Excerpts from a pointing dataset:

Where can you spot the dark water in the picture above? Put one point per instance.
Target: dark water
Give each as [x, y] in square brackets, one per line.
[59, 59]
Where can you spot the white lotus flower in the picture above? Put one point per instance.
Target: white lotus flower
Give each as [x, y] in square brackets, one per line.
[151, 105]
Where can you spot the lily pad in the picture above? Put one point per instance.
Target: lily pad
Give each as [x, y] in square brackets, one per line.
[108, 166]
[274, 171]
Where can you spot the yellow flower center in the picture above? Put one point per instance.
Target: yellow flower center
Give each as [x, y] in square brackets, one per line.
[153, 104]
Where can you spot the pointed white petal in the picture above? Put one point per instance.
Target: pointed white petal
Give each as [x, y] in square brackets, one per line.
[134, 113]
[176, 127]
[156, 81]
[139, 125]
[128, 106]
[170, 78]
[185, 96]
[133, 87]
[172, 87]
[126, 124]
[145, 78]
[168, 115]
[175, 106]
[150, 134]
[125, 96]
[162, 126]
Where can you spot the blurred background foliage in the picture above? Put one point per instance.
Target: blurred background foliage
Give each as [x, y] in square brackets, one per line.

TO BE DONE:
Output each line of the material above as a JSON array of strings, one string per line, with blank lines omitted.

RESPONSE:
[
  "Where can you spot the dark water in the picture above? Put one point per instance.",
  "Target: dark water",
  "Give each as [x, y] in square brackets, one per line.",
  "[59, 59]",
  "Where can you spot the white lotus flower in the picture above? Put one point per instance.",
  "Target: white lotus flower",
  "Give each as [x, y] in square brackets, one per line.",
  "[151, 105]",
  "Where can you spot the lily pad in the picture above? Put one point per instance.",
  "Target: lily pad",
  "Give each as [x, y] in square brackets, one per line.",
  "[108, 166]",
  "[274, 171]",
  "Where can you spot the yellow flower center in the picture above? Put one point per instance.",
  "Target: yellow flower center",
  "Give each as [x, y] in square brackets, one per line.",
  "[153, 104]",
  "Where can you spot the pointed white petal in the picture above? Put one point per instance.",
  "Target: pointed white petal",
  "Give each as [x, y] in square brackets, one per line.",
  "[134, 113]",
  "[176, 127]",
  "[156, 81]",
  "[139, 125]",
  "[128, 106]",
  "[170, 78]",
  "[185, 96]",
  "[133, 87]",
  "[172, 87]",
  "[126, 124]",
  "[145, 78]",
  "[168, 115]",
  "[175, 106]",
  "[150, 134]",
  "[125, 96]",
  "[162, 126]",
  "Where can you spot the blurred background foliage in the picture above? Put one point per instance.",
  "Target: blurred background foliage",
  "Give each as [x, y] in square brackets, one per line."
]